## [What to do]
a: According to the text on the letter ayin, in which Unicode version were the Egyptologican Ain letters added?
b: In the text on the letter ayin, rewrite the stretch from "Specifically for use" through "Unicode version 5.1.", swapping "Latin Extended-D" for "Latin Extended-E".
c: Write the next part of the text on the letter ayin, picking up after its final sentence.

## [Excerpted text]

────────────────────────────────────────

|Position in alphabet||16|
|Alphabetic derivatives of the Phoenician|
Ayin or Ayn is the sixteenth letter of the Semitic abjad, including Phoenician ʿayin , Hebrew ʿayin ע, Aramaic ʿē , Syriac ʿē ܥ, and Arabic ʿayn ع (where it is sixteenth in abjadi order only). ﻉ comes twenty‐first in the Persian alphabet and eighteenth in the hijaʾi order of Arabic.
The ʿayin glyph in these various languages represents or used to represent a voiced pharyngeal fricative (/ʕ/) or a similarly articulated consonant, of which there is not even an approximate substitute sound in English. There are many possible transliterations.
To this day, ʿayin in Hebrew, Arabic, Amharic, and Maltese means "eye" and "spring" (ʿayno in Neo-Aramaic).
The sound represented by ayin is common to much of the Afroasiatic language family, such as in the Egyptian language, the Cushitic languages and the Semitic languages. Some scholars believe that the sound in Proto-Indo-European transcribed h3 was similar, but that is debatable. (See Laryngeal theory.)
ʿayin is usually transliterated into the Latin alphabet with ʿ, (U+02BF) "modifier letter left half ring" (in the Spacing Modifier Letters range), such as in the DIN 31635 romanization of Arabic. This symbol originated from Semitic romanization and the transliteration of Ancient Egyptian. There, it was inspired by the Greek rough breathing mark.
As a substitute for the left half ring, other symbols resembling it are sometimes used, such as a superscript c (c), ʻ (U+02BB Modifier letter turned comma) as in ALA-LC romanization of Arabic, a single opening quotation mark (‘) (U+2018), the grave accent (`), ˁ (U+02C1 Modifier letter reversed glottal stop), or the IPA pharyngeal symbols [ʕ] (U+0295 Latin letter pharyngeal voiced fricative) and [ˤ] (U+02E4 Modifier letter small reversed glottal stop). However, such substitutions obviously may cause confusion, such as with the glottal stop consonant hamza.
In loanwords, ʿayin is commonly omitted altogether: Iraq العراق al-ʿIrāq, Oman عمان ʿUmān, Saudi Arabia العربية السعودية al-ʿArabiyyah as-Saʿūdiyyah, Arab or Arabic عربي, ʿArabī, Amman عمان ʿAmmān, etc.
Specifically for use in transliterating Ancient Egyptian, Ꜥ (U+A724 Latin capital letter Egyptologican Ain) and ꜥ (U+A725 Latin small letter Egyptologican Ain) were added to the Latin Extended-D range in Unicode version 5.1.
The informal way to represent it in Arabic chat alphabet uses the digit 3 as transliteration.

────────────────────────────────────────

## [Excerpted data]
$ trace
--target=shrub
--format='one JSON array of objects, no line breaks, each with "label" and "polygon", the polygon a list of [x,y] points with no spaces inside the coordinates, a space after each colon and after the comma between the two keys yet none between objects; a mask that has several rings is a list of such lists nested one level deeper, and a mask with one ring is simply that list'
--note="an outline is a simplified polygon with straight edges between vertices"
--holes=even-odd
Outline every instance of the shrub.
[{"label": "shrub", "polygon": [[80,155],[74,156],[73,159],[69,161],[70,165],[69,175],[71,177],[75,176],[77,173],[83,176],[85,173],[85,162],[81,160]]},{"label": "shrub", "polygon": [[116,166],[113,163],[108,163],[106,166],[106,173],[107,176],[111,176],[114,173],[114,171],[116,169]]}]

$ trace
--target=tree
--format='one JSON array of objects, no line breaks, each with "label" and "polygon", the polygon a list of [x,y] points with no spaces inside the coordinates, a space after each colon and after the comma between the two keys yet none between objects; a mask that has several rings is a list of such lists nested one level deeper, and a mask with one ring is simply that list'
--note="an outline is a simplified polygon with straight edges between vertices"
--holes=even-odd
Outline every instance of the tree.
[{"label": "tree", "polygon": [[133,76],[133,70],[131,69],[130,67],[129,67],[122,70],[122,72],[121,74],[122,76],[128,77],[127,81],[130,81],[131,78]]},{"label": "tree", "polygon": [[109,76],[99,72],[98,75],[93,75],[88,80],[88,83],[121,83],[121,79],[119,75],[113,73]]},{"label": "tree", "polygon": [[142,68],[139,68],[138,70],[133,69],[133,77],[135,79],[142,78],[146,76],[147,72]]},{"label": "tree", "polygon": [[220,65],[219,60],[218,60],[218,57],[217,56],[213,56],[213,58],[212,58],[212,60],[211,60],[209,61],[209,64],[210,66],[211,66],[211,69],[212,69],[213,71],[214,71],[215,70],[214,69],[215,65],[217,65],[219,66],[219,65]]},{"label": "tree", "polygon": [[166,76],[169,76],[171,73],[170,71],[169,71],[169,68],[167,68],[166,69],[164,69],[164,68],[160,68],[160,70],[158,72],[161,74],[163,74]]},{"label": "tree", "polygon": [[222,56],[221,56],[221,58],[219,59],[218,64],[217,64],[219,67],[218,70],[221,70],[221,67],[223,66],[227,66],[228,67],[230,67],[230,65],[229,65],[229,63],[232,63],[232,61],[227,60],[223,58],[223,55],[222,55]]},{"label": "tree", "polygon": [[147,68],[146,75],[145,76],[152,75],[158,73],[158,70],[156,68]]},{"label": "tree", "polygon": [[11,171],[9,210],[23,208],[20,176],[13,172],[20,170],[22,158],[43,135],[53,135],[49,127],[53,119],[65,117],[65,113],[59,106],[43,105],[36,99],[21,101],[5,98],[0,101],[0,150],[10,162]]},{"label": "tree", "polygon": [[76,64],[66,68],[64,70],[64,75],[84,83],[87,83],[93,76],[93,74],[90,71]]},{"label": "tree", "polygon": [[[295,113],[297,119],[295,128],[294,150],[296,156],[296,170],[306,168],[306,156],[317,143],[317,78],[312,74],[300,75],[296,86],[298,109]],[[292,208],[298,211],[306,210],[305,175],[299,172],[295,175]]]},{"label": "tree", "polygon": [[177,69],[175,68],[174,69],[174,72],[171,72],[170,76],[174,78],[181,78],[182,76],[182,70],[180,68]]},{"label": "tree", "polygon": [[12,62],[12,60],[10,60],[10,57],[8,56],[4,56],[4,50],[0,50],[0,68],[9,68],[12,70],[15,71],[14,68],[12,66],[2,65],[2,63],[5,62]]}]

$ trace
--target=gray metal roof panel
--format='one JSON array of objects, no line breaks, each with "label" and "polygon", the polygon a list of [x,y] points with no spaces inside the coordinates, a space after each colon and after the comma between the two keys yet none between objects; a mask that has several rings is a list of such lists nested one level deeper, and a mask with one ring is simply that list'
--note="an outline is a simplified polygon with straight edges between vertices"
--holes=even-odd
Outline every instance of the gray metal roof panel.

────────────────────────────────────────

## [Results for the exercise]
a: They were added in Unicode version 5.1.

b:
Specifically for use in transliterating Ancient Egyptian, Ꜥ (U+A724 Latin capital letter Egyptologican Ain) and ꜥ (U+A725 Latin small letter Egyptologican Ain) were added to the Latin Extended-E range in Unicode version 5.1.

c:
The Arabic letter ﻉ (called ﻋﻴﻦ ʿayn) is the eighteenth letter of the alphabet. It is written in one of several ways depending on its position in the word:
|Position in word:||Isolated||Final||Medial||Initial|
Arabic ʿayn is one of the most common letters in Arabic and one of the most notoriously difficult sounds for Western learners to pronounce or hear. One piece of advice for people trying to make the ʿayn sound is to "sing the lowest possible note, then one lower". Due to its position as the innermost letter to emerge from the throat, al-Khalil ibn Ahmad al-Farahidi, who wrote the first Arabic dictionary, actually started writing with ʿayn as the first letter instead of the eighteenth; he viewed its origins deep down in the throat as a sign that it was the first sound, the essential sound, the voice and a representation of the self.
As in Hebrew, the letter originally stood for two sounds, the other being /ʕ/ and /ʁ/. When pointing was developed, ghayn was distinguished with a dot on top (غ) for /ʁ/. In Maltese, which is written with the Latin alphabet, the digraph għ, called ʿajn, is used to write what was originally the same sound.
|Various print fonts||Cursive
Hebrew spelling: עַיִן
ʿayin has traditionally been described as a voiced pharyngeal fricative ([ʕ]). However, this may be imprecise. Although a pharyngeal fricative has occasionally been observed for ʿayin in Arabic and so may occur in Hebrew as well, the sound is more commonly epiglottal ([ʢ]), and may also be a pharyngealized glottal stop ([ʔˤ]).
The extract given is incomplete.